### Given request
Copy out every one of the following items word for word.

[Entries shown start]

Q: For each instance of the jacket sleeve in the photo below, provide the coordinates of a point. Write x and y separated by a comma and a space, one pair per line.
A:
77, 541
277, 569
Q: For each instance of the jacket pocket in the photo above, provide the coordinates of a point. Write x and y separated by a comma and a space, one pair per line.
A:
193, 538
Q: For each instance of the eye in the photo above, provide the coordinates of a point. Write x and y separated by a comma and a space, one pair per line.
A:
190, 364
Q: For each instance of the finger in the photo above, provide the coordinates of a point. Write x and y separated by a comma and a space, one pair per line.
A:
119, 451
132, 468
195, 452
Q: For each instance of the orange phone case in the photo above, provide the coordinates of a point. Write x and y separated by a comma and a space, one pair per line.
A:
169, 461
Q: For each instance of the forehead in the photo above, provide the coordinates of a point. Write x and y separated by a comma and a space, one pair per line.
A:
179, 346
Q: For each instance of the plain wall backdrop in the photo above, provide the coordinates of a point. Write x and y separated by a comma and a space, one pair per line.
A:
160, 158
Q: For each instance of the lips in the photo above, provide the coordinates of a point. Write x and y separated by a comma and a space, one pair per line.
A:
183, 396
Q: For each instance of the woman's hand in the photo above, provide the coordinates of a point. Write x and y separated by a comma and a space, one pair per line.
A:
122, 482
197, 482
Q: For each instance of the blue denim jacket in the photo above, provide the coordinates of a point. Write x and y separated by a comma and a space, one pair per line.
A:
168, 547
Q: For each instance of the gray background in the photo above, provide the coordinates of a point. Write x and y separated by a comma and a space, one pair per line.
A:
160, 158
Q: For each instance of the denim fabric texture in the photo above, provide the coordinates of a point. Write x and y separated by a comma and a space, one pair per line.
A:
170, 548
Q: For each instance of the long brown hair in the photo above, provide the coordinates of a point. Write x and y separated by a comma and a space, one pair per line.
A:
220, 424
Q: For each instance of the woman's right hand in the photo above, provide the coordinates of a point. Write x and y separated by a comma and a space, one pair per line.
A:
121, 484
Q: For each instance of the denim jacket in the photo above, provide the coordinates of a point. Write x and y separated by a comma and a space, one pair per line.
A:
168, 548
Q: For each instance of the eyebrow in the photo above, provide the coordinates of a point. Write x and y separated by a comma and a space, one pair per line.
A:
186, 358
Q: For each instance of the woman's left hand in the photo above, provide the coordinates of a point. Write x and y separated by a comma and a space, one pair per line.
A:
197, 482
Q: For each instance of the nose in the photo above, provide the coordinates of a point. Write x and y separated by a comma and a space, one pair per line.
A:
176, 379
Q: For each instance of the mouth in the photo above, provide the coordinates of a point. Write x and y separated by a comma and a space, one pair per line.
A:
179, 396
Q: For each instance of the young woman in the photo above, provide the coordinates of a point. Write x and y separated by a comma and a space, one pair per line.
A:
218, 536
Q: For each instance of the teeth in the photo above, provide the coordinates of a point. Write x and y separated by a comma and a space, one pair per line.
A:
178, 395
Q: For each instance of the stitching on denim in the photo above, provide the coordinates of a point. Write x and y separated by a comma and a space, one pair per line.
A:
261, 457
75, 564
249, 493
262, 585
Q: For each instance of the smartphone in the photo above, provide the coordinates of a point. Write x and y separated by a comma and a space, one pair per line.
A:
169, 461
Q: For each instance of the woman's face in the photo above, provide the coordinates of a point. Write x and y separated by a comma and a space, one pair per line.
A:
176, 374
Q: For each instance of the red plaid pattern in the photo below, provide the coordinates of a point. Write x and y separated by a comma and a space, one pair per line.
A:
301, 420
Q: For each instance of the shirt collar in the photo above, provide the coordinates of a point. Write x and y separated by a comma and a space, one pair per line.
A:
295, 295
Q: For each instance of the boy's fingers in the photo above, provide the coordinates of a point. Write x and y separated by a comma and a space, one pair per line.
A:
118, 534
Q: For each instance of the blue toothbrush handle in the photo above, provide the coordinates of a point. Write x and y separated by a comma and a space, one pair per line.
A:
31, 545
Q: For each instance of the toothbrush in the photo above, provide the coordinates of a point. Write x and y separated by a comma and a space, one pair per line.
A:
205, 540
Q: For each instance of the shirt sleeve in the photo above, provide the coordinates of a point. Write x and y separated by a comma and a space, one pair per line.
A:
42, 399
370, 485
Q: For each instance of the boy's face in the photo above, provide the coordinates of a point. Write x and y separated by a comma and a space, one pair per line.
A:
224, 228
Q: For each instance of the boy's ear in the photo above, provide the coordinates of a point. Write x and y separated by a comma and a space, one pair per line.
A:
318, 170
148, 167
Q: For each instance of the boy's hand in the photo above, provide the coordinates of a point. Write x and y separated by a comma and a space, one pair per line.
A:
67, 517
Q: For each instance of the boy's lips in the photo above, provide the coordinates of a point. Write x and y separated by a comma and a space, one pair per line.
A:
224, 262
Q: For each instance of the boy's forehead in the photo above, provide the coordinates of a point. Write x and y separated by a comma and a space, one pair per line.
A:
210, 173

[Entries shown end]

### Result below
Q: For each instance of the jacket sleeve in the photo below, provide the coordinates of a point. Write x and y separated by a comma and a space, one pair per line.
A:
77, 541
277, 569
Q: For each instance of the jacket pocket in the photo above, provide the coordinates of a point. Write x and y separated by a comma and a space, one pair per line.
A:
193, 538
Q: For each instance of the eye in the photo above, provide the coordinates of a point. Write x and y separated by a comma and a space, one pair per line.
A:
190, 364
Q: For each instance of the finger in the photo above, provide the coordinates of a point. Write x and y separated by a comma and a space, one pair per line.
A:
119, 451
132, 468
195, 452
Q: For each instance of the orange phone case in the photo above, provide the coordinates of a point. Write x and y separated by a comma and a space, one pair per line.
A:
169, 461
Q: For each instance of the forehead in the photo above, provide the coordinates of a point. Write x and y separated by a comma and a space, one pair per line.
A:
179, 346
Q: For each instance of the plain wall backdrop in the photo above, provide the coordinates of a point. Write x and y separated by a comma and a space, one pair per line.
A:
160, 158
Q: For each instance of the lips in the photo above, provide the coordinates of a point. Write x and y separated by a comma and a space, one pair per line.
A:
183, 396
Q: For each instance of the woman's hand in the photo above, provide the coordinates of a point. Write x and y separated by a comma and a space, one pair per line.
A:
122, 482
197, 482
Q: For each instance of the blue denim jacket in the photo above, provide the coordinates of a point. Write x and y separated by a comma and a space, one pair per line.
A:
168, 547
Q: For each instance of the gray background in the photo above, provide the coordinates of a point. Write x and y separated by a comma and a space, one pair per line.
A:
160, 158
Q: For each instance of the denim fabric texture in the photo above, provide the coordinates of a point. Write x and y separated by a comma and a space, one pair per line.
A:
170, 548
Q: For each instance of the long brown hair in the photo above, provide the coordinates of a point. Write x and y separated by a comma and a space, one pair per line.
A:
220, 424
Q: For each instance of the woman's right hand in the photo above, provide the coordinates of a point. Write x and y separated by a comma and a space, one pair per line.
A:
121, 484
Q: For each instance of the denim jacket in the photo above, provide the coordinates of a point. Write x and y separated by a comma and a space, one pair per line.
A:
168, 548
Q: For each instance of the eyebrow in the photo above, provide the coordinates of a point. Write x and y separated by a comma and a space, one pair per line.
A:
186, 358
Q: For each instance of the woman's left hand in the photo above, provide the coordinates of a point. Write x and y separated by a comma and a space, one pair per line.
A:
197, 482
Q: For each instance of the nose in the photo above, provide the coordinates of a point. Write x and y separated by a comma and a space, one pair per line.
A:
176, 379
Q: For each instance of the mouth in the photo above, provide the coordinates of a point. Write x and y separated by a comma and a space, one pair per line.
A:
179, 396
Q: For each instance of the young woman in the photo above, provide the coordinates of a point. Write x and y separated by a comma and a space, one pair per line.
A:
218, 536
Q: For each instance of the teeth in the photo above, provide the coordinates of a point. Write x and y separated by a comma and a space, one pair per line.
A:
178, 395
Q: For each instance of the stitching on denim in the photo above, provide the coordinates of a point. Write x and y separated by a comma and a space, one pair per line.
A:
261, 457
75, 564
249, 493
262, 585
Q: For each instance of the smartphone in the photo above, provide the coordinates of a point. Write x and y separated by a comma and a space, one pair per line.
A:
169, 461
Q: For each instance of the woman's face in the photo above, provide the coordinates of a point. Write x and y separated by a comma and a space, one pair per line.
A:
176, 374
Q: For each instance of the red plaid pattern in the photo below, provide the coordinates of a point. Write x and y separated by a comma and a space, one pair per line.
A:
301, 420
Q: For each instance of the shirt collar in the photo above, provide the coordinates of a point. Write x and y separated by a comma and a space, one pair per line.
A:
295, 295
Q: For each instance of the boy's fingers in the photo above, provide the coordinates of a point. Write x and y separated by a comma and a space, one pair per line.
A:
118, 534
Q: For each instance of the blue toothbrush handle in the photo above, provide the coordinates of a point. Write x and y separated by a comma and a space, one pair per line.
A:
31, 545
Q: For each instance of the toothbrush in the photo above, provide the coordinates of a point. Write x and y separated by a comma and a space, one pair per line.
A:
205, 540
Q: For each instance of the shirt sleeve in the photo above, provide the coordinates of a point. Write x and y separated by a comma and a space, one pair per line.
A:
42, 399
370, 485
Q: For each instance of the boy's face in the photo above, provide the coordinates of a point. Write x and y separated by a comma and a space, one pair per line.
A:
224, 228
Q: For each instance of the boy's ear in the photo above, provide the coordinates of a point. Write x and y separated by a comma and a space, one pair per line.
A:
318, 170
148, 167
Q: For each instance of the boy's hand in the photo above, provide the coordinates of a point. Write x and y separated by a comma and a space, one pair per line.
A:
67, 517
Q: For each instance of the boy's lips in the photo above, provide the coordinates of a point. Write x and y separated by a comma and a space, one pair per line.
A:
224, 262
Q: For each instance of the boy's forehead in the photo above, provide the coordinates of a point. Write x and y separated by a comma and a space, one pair per line.
A:
210, 173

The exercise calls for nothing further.